Top of GIVEN ENTRIES

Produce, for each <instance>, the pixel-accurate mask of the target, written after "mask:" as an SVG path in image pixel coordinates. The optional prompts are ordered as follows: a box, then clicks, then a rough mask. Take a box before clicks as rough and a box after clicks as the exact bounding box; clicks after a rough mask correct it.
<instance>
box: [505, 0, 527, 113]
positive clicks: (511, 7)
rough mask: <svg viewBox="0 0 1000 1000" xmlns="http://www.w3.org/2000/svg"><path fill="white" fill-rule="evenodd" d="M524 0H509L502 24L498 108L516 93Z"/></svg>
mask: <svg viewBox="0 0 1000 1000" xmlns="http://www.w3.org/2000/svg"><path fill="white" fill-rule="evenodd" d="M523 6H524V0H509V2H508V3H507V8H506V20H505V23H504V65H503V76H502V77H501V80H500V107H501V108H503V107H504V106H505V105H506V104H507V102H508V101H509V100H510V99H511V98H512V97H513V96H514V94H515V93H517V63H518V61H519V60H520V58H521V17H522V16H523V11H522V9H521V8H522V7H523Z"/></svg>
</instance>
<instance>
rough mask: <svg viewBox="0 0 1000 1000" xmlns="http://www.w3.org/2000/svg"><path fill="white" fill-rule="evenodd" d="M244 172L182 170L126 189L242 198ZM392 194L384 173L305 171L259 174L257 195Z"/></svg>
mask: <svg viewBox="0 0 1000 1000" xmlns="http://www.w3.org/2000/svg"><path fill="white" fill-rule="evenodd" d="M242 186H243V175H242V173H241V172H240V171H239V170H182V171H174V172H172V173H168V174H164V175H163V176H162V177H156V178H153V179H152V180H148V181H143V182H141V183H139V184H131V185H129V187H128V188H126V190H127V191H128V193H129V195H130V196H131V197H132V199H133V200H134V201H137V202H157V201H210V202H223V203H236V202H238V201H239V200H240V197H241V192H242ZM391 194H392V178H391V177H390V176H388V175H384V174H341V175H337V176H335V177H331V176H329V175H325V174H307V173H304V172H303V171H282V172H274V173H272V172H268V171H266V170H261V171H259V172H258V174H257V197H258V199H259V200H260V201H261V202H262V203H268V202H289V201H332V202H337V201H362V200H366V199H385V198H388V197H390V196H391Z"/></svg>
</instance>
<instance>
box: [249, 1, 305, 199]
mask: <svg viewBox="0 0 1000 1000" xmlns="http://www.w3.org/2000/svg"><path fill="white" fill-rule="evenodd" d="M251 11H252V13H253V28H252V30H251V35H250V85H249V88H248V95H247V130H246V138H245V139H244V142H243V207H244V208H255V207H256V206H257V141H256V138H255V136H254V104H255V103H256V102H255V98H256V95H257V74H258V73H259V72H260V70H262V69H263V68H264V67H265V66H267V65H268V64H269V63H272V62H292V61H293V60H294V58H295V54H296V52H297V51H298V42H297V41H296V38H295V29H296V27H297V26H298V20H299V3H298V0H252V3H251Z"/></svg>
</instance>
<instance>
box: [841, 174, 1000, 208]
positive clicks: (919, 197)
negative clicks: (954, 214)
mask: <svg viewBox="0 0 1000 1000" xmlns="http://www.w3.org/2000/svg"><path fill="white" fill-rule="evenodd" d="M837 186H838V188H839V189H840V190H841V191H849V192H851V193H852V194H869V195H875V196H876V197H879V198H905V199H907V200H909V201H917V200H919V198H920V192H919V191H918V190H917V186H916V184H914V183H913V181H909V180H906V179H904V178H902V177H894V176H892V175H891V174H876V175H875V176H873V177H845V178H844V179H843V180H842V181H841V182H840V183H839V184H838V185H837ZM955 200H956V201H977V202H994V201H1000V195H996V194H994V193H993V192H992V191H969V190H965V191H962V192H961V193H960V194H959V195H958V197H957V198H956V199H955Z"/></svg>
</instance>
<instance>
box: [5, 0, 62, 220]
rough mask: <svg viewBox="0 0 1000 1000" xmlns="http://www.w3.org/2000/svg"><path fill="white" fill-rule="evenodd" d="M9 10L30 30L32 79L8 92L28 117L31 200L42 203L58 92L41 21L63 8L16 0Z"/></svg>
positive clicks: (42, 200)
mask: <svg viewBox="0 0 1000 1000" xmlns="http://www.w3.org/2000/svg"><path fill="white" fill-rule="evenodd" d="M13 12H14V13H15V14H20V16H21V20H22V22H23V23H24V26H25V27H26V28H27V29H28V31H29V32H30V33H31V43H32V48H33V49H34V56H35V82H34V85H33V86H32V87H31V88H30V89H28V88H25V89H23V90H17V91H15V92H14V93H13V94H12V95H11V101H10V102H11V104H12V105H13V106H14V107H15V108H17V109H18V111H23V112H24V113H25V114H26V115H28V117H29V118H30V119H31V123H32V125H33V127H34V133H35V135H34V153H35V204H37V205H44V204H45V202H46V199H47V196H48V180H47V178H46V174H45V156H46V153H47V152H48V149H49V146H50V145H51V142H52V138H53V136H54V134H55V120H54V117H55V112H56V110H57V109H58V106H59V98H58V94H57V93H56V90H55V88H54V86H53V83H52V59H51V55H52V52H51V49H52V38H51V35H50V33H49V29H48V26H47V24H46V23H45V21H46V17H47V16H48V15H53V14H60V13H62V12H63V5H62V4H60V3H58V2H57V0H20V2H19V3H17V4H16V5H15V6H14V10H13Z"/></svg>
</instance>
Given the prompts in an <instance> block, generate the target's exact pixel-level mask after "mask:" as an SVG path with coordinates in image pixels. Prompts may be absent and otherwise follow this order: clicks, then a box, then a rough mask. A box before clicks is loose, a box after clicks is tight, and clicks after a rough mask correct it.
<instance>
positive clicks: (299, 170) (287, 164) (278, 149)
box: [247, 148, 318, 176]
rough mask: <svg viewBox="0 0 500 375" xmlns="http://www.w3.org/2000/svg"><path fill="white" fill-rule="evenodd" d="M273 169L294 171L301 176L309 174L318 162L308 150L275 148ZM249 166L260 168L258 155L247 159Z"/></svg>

Bottom of GIVEN ENTRIES

▶ _TASK INSTRUCTIONS_: The reply must consist solely of the lines from the one containing "positive clicks: (299, 170)" through the last line in the material above, reproduced exactly.

▶ _EXERCISE OUTPUT_:
positive clicks: (299, 170) (287, 164) (278, 149)
box: [247, 148, 318, 176]
rough mask: <svg viewBox="0 0 500 375" xmlns="http://www.w3.org/2000/svg"><path fill="white" fill-rule="evenodd" d="M273 169L294 171L301 176L309 174L318 162L308 150L275 148ZM249 166L260 168L258 155L247 159Z"/></svg>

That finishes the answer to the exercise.